E’ bene ricordare che quello di 1,5 gradi non è un limite arbitrario: secondo il consesso scientifico questa soglia è considerata l’ultima utile per evitare condizioni climatiche estreme per milioni di persone nel mondo. Il 17 novembre scorso la temperatura media globale giornaliera ha superato per la prima volta quella dell’era preindustriale di più di due gradi, la soglia massima prevista dall’accordo di Parigi del 2015. L’annuncio è stato dato il 20 novembre dal servizio europeo sul cambiamento climatico di Copernicus (C3s).

  • Nel marzo 2023 il Governo Meloni ha fatto dietro front rispetto agli impegni assunti durante la Cop26 di Glasgow, prolungando, attraverso la SACE, il finanziamento di progetti esteri legati all’estrazione e al trasporto di combustibili fossili almeno fino al 2028. L’Italia quindi continuerà a finanziare progetti di carbone, petrolio e gas all’estero.

▶ **Record estratti**
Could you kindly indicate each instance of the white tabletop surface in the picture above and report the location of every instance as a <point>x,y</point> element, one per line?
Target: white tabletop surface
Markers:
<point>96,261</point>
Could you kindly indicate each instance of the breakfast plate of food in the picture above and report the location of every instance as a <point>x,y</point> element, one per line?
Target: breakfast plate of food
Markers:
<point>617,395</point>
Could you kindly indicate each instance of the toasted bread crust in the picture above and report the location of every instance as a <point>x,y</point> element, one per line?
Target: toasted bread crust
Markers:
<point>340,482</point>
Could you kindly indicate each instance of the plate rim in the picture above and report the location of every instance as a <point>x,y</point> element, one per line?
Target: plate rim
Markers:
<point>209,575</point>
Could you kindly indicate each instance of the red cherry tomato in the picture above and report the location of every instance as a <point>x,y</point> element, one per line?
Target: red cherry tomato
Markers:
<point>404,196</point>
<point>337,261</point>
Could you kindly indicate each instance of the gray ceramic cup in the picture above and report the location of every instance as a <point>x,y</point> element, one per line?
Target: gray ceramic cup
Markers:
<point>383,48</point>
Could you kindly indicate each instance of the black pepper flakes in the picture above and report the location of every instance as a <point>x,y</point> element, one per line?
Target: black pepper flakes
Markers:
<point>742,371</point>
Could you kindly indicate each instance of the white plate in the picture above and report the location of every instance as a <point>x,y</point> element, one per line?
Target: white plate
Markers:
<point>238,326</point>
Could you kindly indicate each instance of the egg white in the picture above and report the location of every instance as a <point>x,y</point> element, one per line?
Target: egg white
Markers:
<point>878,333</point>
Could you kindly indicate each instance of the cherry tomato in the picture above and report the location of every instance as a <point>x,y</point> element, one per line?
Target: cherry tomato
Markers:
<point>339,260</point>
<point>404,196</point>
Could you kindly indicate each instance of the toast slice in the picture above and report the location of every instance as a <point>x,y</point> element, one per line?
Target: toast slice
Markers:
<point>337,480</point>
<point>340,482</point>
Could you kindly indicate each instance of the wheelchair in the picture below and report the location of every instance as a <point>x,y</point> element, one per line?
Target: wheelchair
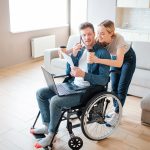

▶ **Il compito**
Rispondi a queste domande sull'estratto selezionato:
(a) In quale giorno la temperatura media globale giornaliera ha superato per la prima volta di più di due gradi quella dell'era preindustriale?
(b) Quale servizio ha dato l'annuncio, e in che data?
(c) Fino a quale anno, almeno, il Governo Meloni ha prolungato tramite la SACE il finanziamento di progetti esteri legati ai combustibili fossili?

▶ **Risposta finale**
(a) Il 17 novembre.
(b) Il servizio europeo sul cambiamento climatico di Copernicus (C3s), il 20 novembre.
(c) Almeno fino al 2028.